Source -
* * *

Il s’agit notamment de mon savoir-faire, acquis en partie durant ma formation de tournage en céramique suite à laquelle j’ai obtenu un CAP (même si là, je peux identifier son coût – 14 500€ 😉 mais aussi des compétences acquises lors de mes vies professionnelles précédentes, qui tout autant que mon histoire personnelle viennent aujourd’hui nourrir ma pratique d’artisane. Tout cela fait la singularité de ma création.
Ça n’est pas quantifiable, ça n’a pas véritablement de prix, mais ça a de la valeur et ça contribue à part entière à définir l’artisanat.

La marge dégagée sur chacune des ventes, en plus d’assurer une trésorerie vitale à la survie d’une entreprise (qui dans l’idéal devrait avoisiner au moins les 30%), peut peut-être venir prendre en charge un petit peu de cela…
Quoi qu’il en soit, lorsque vous faites le choix de l’artisanat, vous contribuez de façon non négligeable à soutenir un écosystème fragile mais engagé. Vous permettez aussi de promouvoir et préserver des savoir-faire ancestraux et singuliers. Et cerise sur le gâteau, vous faites rayonner un.e artisan.e, au propre comme au figuré.

* * *

La consigne - Poursuivez le texte sur la valeur de l'artisanat au-delà de sa dernière phrase.

(Annotations par points pour photos)
* * *

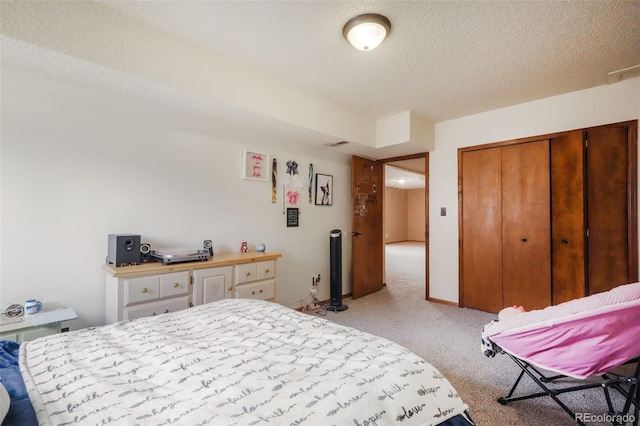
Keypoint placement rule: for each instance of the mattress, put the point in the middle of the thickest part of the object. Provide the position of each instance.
(232, 362)
(579, 338)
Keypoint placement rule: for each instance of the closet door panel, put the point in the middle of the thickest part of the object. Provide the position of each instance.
(607, 160)
(526, 260)
(568, 217)
(481, 226)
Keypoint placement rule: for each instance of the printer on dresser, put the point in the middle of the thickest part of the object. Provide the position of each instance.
(152, 288)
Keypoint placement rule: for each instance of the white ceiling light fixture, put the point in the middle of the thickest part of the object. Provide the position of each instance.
(366, 32)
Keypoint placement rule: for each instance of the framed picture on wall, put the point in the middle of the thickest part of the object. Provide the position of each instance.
(255, 165)
(324, 190)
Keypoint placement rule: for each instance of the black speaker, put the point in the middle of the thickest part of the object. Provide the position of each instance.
(208, 245)
(145, 253)
(335, 271)
(123, 250)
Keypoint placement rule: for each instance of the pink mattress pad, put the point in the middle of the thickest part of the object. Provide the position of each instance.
(579, 338)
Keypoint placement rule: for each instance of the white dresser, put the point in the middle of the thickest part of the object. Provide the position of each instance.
(152, 288)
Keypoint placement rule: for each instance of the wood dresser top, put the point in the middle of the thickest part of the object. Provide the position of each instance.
(220, 259)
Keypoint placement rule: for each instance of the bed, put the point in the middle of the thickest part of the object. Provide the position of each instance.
(233, 362)
(585, 338)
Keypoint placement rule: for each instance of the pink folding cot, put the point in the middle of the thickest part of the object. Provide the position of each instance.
(582, 338)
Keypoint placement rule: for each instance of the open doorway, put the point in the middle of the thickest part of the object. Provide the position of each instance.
(404, 229)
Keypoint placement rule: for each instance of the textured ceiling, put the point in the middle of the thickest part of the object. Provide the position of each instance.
(442, 60)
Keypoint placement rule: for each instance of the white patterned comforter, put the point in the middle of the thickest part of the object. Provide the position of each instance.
(232, 362)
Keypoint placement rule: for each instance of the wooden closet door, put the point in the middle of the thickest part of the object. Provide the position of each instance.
(526, 259)
(608, 209)
(568, 234)
(481, 227)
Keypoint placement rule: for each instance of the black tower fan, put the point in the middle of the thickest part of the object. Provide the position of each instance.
(335, 259)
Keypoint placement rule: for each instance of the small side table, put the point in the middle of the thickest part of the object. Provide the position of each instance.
(30, 327)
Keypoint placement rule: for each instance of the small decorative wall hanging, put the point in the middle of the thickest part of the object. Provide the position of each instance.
(324, 190)
(255, 165)
(274, 181)
(310, 183)
(291, 186)
(292, 217)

* * *

Réponse à l'exercice -
Alors pour ça, pour vos choix et votre enthousiasme, MERCI !!
Très bonne idée de faire un article sur le prix d’un objet céramique de fabrication artisanale en précisant tout ce qui se cache derrière.
C’est une bonne approche pédagogique pour le consommateur et un bon point de repère pour les collègues.
Bon courage pour la suite.
Patricia, céramiste fraîchement diplômée de Fakto Biarritz, en démarrage d’activité et en pleine réflexion stratégique.
Bonsoir Patricia,
Toutes mes félicitations pour ton diplôme !
Et merci beaucoup pour ton retour.
Il est vrai que c’est une sacrée histoire que celle des prix, avec tant de paramètres ! 😅 Ravie d’y contribuer à ma façon, modestement. Et c’est vrai qu’on a besoin de repères !
Je te souhaite une bonne réflexion et un très beau début de vie de céramiste !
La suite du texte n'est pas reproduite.